■ WORK REQUIRED
In the material below, repeat only the lines from the one that holds "Could you kindly annotate the windscreen in" through the final line, exactly as they stand.
━━━━━ RECORD SET ━━━━━
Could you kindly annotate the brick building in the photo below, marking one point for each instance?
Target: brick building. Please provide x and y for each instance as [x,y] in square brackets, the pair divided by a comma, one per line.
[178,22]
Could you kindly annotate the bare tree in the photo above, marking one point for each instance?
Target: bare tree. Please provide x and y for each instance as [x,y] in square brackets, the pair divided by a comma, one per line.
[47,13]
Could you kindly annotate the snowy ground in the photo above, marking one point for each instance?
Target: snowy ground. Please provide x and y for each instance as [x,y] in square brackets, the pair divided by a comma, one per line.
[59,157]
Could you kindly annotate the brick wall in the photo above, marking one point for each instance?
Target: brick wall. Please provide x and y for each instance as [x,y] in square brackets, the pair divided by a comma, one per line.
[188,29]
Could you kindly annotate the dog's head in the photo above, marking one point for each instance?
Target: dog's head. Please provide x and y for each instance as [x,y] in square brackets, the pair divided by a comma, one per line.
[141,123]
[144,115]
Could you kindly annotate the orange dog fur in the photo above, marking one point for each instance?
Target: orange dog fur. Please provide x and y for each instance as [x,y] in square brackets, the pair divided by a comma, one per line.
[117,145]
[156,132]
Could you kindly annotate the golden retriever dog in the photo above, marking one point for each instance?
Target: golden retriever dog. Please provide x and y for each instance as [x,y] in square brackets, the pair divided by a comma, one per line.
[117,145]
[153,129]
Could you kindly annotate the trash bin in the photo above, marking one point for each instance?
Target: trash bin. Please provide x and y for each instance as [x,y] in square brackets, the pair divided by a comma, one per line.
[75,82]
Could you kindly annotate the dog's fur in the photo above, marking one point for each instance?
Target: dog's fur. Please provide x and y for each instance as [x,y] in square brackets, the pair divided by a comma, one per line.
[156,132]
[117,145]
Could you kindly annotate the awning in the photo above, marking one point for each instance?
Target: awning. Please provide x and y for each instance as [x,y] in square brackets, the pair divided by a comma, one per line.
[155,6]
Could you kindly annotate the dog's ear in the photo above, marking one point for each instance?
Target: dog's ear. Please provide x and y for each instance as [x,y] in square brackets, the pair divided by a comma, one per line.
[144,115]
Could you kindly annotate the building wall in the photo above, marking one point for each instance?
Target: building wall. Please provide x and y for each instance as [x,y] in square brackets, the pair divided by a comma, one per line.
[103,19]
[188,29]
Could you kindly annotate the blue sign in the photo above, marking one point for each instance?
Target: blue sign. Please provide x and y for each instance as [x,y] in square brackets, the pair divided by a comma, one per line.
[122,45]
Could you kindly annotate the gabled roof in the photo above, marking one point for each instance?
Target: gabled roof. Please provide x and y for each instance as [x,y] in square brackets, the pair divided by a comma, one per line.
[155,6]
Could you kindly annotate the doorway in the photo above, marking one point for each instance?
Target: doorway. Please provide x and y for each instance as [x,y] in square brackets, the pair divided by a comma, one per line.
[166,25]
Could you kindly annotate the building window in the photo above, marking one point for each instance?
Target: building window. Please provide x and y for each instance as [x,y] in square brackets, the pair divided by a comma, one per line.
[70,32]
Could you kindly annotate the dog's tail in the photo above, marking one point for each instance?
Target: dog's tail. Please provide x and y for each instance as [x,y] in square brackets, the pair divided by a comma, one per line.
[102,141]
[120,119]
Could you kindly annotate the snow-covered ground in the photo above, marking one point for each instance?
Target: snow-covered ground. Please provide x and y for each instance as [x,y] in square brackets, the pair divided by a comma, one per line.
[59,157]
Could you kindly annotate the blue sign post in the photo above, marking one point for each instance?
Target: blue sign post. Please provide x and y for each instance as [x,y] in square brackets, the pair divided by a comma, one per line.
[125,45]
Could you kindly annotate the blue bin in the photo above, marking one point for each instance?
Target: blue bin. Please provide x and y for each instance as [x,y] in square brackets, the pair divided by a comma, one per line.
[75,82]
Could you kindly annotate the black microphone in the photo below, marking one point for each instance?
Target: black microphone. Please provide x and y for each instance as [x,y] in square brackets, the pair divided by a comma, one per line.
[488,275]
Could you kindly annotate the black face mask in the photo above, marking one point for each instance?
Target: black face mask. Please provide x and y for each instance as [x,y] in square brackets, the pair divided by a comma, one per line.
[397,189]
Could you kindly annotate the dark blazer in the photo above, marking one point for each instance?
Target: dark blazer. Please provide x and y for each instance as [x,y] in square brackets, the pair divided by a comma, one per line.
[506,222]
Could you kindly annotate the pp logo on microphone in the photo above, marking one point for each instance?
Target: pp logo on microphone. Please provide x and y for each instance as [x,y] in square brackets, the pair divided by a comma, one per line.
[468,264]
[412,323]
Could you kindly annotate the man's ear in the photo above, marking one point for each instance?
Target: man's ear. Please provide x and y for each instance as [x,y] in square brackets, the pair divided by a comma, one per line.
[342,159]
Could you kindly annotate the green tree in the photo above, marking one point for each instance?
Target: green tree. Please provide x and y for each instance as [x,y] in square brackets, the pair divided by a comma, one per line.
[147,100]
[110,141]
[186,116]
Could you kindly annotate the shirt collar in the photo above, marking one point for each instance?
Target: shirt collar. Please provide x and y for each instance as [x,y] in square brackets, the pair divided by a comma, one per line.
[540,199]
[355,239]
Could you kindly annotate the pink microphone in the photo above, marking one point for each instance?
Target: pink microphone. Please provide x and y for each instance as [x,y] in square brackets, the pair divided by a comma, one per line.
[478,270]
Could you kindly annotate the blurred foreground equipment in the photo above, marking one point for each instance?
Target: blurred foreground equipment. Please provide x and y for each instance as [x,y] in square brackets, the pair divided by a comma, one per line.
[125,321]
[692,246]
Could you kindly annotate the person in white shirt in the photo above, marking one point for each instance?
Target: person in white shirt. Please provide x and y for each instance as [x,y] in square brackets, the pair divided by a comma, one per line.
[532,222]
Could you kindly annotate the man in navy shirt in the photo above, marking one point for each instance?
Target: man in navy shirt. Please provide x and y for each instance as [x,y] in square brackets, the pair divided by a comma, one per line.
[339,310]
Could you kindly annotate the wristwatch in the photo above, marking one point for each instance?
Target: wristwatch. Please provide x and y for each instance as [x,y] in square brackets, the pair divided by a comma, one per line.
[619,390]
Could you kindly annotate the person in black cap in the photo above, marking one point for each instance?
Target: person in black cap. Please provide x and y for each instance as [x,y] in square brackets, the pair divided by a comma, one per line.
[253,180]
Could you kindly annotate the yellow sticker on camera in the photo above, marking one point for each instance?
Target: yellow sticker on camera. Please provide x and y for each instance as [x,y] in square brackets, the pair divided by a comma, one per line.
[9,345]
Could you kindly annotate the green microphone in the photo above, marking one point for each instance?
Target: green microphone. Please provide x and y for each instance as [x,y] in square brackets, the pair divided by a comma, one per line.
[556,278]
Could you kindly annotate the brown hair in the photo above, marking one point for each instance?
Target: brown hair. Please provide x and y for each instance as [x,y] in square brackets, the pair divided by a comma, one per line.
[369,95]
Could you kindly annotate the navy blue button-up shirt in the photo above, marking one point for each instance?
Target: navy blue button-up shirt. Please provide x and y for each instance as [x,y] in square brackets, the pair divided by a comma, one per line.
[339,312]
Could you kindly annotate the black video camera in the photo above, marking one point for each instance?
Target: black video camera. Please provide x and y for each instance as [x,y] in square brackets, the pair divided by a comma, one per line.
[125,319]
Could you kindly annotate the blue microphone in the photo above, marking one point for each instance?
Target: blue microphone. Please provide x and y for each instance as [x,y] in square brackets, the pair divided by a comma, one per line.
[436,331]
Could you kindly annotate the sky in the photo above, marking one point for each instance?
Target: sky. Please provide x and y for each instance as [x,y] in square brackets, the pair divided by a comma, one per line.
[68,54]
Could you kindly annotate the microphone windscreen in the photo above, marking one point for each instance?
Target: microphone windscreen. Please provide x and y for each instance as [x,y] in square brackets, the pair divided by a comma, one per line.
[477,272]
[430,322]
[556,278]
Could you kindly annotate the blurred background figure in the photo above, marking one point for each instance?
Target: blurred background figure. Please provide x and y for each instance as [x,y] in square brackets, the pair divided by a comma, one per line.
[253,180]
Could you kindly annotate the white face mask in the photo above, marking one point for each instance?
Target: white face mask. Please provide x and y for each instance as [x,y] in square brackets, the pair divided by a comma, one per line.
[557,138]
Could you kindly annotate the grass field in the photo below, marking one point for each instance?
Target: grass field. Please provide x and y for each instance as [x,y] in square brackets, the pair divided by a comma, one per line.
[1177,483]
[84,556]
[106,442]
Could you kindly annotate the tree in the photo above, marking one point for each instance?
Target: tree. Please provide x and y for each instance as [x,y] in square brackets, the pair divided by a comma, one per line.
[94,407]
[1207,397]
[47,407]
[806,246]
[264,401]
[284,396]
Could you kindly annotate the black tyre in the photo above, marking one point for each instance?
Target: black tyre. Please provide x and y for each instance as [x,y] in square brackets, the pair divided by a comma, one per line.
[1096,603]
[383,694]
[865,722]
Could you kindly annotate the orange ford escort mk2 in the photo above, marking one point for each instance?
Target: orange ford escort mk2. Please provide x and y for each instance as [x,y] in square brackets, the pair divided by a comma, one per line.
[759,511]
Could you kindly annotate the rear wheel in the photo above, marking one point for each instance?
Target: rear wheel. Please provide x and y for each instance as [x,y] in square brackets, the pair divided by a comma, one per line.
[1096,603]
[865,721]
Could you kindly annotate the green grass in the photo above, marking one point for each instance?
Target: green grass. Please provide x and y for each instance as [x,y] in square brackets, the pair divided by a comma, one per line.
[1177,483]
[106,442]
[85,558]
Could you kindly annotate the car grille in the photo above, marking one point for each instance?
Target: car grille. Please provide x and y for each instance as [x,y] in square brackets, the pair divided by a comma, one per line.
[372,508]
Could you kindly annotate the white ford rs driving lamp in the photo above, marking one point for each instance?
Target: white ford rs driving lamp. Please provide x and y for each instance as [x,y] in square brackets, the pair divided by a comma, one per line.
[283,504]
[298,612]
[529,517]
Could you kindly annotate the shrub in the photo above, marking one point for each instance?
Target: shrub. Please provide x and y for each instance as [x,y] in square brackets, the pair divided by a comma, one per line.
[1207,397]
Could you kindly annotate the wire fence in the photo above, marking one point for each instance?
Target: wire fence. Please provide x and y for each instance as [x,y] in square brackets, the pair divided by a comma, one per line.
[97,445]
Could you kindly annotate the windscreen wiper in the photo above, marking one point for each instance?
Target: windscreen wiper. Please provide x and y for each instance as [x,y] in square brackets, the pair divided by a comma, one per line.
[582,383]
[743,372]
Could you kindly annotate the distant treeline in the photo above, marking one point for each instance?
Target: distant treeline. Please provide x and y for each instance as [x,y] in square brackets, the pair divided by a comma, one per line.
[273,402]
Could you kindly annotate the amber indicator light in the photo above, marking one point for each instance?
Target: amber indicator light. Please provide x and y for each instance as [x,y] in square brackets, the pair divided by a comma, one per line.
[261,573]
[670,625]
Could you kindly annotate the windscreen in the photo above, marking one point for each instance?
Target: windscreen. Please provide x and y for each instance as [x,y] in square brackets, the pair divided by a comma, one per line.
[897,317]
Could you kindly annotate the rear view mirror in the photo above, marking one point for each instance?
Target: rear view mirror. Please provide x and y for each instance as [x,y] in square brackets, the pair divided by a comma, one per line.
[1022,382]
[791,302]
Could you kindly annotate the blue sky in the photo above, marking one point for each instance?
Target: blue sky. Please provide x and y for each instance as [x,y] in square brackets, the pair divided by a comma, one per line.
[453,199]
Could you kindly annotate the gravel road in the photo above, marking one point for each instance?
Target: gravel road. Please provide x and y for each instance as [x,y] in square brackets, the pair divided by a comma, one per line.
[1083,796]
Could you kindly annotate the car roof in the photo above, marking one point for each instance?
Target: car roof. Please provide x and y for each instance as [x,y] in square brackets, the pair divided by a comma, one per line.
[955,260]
━━━━━
■ FULL ANSWER
Could you kindly annotate the windscreen in the photo above, marking one point for each instance?
Target: windscreen. Please provide x and y for each instance as [x,y] in square brackets, the pair divided by a comma, one per line.
[897,317]
Could you kindly annotate the rear view mirror in the photo above, marking one point for each instance?
Target: rear view mirror. Please provide x and y for each instance as [x,y] in square brackets, the pair divided by a comma, one per line.
[1022,382]
[791,302]
Could you kindly annotate the blue sky in the photo above, marking one point for each instance?
Target: blue sky. Please provide x and y for each instance as [x,y] in square brackets, the pair divided by a comma, one per line.
[453,199]
Could you kindly annotate the gravel road in the photo above, marking one point for each instance?
Target: gravel road. Please provide x and y for each instance as [x,y] in square brackets, the pair divided by a comma, one per line.
[1083,796]
Could you kindly annotate the car roof in the photo above, marking one point for each instance?
Target: car roof. Please provide x and y for each instance as [x,y] in square brackets, the pair divided by a comma, one per line.
[955,260]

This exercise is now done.